--- Exercise ---
Only the run of lines from the one containing "Every instance of the light" through the last line should be returned, exactly as written.

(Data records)

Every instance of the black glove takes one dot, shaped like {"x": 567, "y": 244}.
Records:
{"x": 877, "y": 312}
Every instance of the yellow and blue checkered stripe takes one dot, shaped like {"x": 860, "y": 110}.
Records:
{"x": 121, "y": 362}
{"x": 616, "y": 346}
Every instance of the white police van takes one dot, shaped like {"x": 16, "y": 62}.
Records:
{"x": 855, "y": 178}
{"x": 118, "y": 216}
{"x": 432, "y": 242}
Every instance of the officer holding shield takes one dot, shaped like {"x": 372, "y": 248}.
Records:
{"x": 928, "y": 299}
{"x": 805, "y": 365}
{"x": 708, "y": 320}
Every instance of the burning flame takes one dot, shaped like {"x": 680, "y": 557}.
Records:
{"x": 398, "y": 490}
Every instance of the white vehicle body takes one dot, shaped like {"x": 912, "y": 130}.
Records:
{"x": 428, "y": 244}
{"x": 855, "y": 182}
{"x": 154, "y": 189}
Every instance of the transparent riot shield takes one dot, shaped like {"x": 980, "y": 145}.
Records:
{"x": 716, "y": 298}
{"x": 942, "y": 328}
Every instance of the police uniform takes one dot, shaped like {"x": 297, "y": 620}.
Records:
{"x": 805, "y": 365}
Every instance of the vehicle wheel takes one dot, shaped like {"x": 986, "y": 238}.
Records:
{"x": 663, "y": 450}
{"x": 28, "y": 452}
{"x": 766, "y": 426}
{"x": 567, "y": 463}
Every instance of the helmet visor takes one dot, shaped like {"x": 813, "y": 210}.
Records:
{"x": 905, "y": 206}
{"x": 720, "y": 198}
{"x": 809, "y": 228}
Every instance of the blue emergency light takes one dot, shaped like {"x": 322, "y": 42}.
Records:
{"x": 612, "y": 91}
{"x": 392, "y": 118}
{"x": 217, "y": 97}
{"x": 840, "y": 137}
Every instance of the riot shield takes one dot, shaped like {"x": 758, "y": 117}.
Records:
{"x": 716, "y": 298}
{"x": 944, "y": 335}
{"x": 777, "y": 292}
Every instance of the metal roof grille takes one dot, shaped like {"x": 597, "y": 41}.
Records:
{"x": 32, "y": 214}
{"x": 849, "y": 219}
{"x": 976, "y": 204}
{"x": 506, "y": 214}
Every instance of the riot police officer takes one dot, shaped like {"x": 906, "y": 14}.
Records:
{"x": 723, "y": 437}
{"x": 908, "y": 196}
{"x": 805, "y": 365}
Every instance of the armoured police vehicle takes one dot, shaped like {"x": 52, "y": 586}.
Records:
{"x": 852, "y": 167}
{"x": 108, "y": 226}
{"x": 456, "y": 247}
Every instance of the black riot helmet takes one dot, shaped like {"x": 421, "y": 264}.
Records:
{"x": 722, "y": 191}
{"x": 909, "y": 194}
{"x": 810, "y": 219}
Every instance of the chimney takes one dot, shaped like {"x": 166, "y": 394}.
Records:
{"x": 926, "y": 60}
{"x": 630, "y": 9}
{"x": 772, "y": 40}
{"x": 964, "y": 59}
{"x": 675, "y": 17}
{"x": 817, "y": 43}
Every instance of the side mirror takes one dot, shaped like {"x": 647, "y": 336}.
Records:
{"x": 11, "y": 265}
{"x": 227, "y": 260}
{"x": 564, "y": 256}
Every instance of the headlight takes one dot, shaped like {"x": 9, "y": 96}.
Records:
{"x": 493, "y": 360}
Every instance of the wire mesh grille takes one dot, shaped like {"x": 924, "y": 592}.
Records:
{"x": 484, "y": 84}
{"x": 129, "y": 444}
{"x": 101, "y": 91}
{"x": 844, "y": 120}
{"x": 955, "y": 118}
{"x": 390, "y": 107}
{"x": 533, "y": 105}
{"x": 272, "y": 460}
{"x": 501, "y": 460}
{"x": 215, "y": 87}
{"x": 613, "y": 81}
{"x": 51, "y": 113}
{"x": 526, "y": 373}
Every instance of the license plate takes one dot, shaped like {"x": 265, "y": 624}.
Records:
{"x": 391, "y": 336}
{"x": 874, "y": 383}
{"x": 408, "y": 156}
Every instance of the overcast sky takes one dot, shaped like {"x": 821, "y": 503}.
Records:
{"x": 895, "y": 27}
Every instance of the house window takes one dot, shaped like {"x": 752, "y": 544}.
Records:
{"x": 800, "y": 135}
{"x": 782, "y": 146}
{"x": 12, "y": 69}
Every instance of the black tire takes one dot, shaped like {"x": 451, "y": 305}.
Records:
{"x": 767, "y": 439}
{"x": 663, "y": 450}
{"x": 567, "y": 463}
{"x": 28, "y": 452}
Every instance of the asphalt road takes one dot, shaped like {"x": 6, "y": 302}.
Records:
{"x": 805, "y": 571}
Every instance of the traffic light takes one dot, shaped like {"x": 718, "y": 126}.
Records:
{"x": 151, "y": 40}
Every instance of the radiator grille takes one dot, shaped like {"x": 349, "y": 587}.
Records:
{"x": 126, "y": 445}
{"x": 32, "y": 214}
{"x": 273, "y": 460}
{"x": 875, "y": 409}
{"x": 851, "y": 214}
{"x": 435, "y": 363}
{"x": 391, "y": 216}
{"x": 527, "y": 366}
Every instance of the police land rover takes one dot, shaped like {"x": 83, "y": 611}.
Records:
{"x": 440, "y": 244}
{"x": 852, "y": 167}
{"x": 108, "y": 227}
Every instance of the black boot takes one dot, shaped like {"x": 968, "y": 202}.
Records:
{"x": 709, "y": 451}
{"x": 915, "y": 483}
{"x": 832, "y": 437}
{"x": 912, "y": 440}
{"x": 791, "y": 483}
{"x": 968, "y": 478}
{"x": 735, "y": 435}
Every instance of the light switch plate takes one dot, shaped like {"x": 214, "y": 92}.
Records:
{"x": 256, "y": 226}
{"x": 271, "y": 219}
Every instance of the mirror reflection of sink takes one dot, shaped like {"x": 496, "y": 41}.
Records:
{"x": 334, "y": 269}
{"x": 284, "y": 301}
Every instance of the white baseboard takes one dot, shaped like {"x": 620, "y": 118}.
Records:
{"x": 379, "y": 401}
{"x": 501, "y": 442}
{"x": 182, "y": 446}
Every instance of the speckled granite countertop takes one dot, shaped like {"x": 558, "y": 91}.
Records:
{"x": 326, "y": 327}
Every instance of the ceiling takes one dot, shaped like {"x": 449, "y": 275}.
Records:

--- Finished exercise ---
Every instance of the light switch plate takes one dot, shaped like {"x": 214, "y": 92}.
Records:
{"x": 256, "y": 226}
{"x": 271, "y": 219}
Every instance of the mirror reflection of sink takes one dot, shaped like {"x": 496, "y": 41}.
Records:
{"x": 334, "y": 269}
{"x": 284, "y": 301}
Every instance of the white baseboard takes one dot, shaped like {"x": 620, "y": 118}.
Records:
{"x": 379, "y": 401}
{"x": 501, "y": 442}
{"x": 182, "y": 446}
Every instance of the speckled granite countertop takes one dot, shaped like {"x": 558, "y": 91}.
Records:
{"x": 326, "y": 327}
Every instance of the ceiling takes one dot, shaped like {"x": 449, "y": 275}.
Records:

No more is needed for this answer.